↓

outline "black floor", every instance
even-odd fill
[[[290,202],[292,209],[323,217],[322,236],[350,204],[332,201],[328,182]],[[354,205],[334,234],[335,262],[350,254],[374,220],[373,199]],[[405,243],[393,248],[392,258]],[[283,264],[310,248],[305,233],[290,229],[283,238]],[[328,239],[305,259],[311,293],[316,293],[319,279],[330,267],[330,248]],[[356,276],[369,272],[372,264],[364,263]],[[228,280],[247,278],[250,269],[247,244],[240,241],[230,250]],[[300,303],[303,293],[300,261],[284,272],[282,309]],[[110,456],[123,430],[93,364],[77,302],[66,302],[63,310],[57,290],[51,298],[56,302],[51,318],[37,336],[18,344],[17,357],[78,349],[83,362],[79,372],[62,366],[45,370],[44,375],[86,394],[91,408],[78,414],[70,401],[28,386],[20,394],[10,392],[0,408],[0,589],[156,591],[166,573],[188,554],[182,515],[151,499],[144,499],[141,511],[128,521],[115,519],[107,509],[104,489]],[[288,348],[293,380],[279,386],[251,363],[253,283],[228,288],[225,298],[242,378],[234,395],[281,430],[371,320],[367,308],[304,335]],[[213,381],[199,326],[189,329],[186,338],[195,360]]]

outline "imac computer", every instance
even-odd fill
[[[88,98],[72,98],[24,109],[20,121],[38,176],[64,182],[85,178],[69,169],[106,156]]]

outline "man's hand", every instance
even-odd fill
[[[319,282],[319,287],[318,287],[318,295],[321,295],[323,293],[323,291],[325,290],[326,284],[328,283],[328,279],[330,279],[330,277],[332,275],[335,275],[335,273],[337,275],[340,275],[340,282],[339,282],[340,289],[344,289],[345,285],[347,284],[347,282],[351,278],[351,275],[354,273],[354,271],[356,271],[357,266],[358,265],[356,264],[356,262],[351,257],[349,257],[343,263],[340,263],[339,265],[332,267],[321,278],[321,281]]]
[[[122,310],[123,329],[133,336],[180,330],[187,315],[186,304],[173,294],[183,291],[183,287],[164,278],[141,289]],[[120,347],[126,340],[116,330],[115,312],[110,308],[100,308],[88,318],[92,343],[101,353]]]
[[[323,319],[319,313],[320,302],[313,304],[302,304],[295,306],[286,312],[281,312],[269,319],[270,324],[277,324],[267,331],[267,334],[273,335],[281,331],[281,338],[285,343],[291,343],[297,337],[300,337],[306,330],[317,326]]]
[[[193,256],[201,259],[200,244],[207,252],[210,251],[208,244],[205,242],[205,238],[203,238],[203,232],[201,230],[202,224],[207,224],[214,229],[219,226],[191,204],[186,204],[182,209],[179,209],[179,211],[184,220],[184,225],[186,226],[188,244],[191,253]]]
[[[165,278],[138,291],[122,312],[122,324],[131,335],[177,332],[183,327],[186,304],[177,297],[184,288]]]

↑

Description of the task> Please write the listing out again, matching each line exactly.

Result for this task>
outline "black floor", every instance
even-odd fill
[[[290,202],[292,209],[323,217],[322,236],[350,204],[332,201],[328,182]],[[354,205],[334,234],[335,262],[350,254],[374,220],[373,199]],[[405,243],[393,248],[392,258]],[[283,264],[310,248],[305,233],[290,229],[283,238]],[[328,239],[305,259],[311,293],[316,293],[319,279],[330,267],[330,248]],[[356,276],[369,272],[372,264],[364,263]],[[228,280],[247,278],[250,269],[247,244],[240,241],[230,250]],[[300,303],[303,293],[300,261],[284,272],[282,309]],[[110,456],[123,430],[93,364],[77,302],[66,302],[63,310],[57,290],[51,298],[56,302],[51,318],[37,336],[18,344],[17,357],[78,349],[83,362],[79,372],[62,366],[45,370],[44,375],[86,394],[91,408],[78,414],[70,401],[28,386],[20,394],[10,392],[0,408],[0,589],[156,591],[166,573],[188,554],[182,515],[151,499],[144,499],[141,511],[128,521],[115,519],[107,509],[104,489]],[[288,348],[293,380],[279,386],[251,363],[253,283],[228,288],[225,298],[242,378],[234,395],[281,430],[371,320],[367,308],[304,335]],[[213,381],[199,326],[189,329],[186,338],[195,360]]]

outline "imac computer", every instance
even-odd fill
[[[88,98],[72,98],[24,109],[20,121],[38,176],[64,182],[85,178],[69,169],[106,156]]]

outline "man's hand", every instance
even-odd fill
[[[319,282],[319,287],[318,287],[318,295],[321,295],[323,293],[323,291],[325,290],[326,284],[328,283],[328,279],[330,279],[330,277],[332,275],[335,275],[335,273],[337,275],[340,275],[340,282],[339,282],[340,289],[344,289],[345,285],[347,284],[347,282],[351,278],[351,275],[354,273],[354,271],[356,271],[357,266],[358,265],[356,264],[356,262],[351,257],[349,257],[343,263],[340,263],[339,265],[332,267],[321,278],[321,281]]]
[[[122,310],[123,329],[133,336],[180,330],[187,315],[186,304],[173,294],[183,291],[183,287],[164,278],[141,289]],[[120,347],[126,340],[116,330],[115,312],[110,308],[100,308],[88,318],[92,343],[101,353]]]
[[[323,319],[319,313],[320,302],[313,304],[302,304],[295,306],[286,312],[281,312],[269,319],[270,324],[277,324],[267,331],[267,334],[273,335],[281,331],[281,338],[285,343],[291,343],[297,337],[300,337],[306,330],[317,326]]]
[[[193,256],[201,259],[200,244],[207,252],[210,251],[208,244],[205,242],[205,238],[203,238],[203,232],[201,230],[202,224],[207,224],[214,229],[219,226],[191,204],[186,204],[182,209],[179,209],[179,211],[184,220],[184,225],[186,226],[188,244],[191,253]]]
[[[165,278],[138,291],[122,312],[122,324],[131,335],[177,332],[183,327],[186,304],[177,297],[184,288]]]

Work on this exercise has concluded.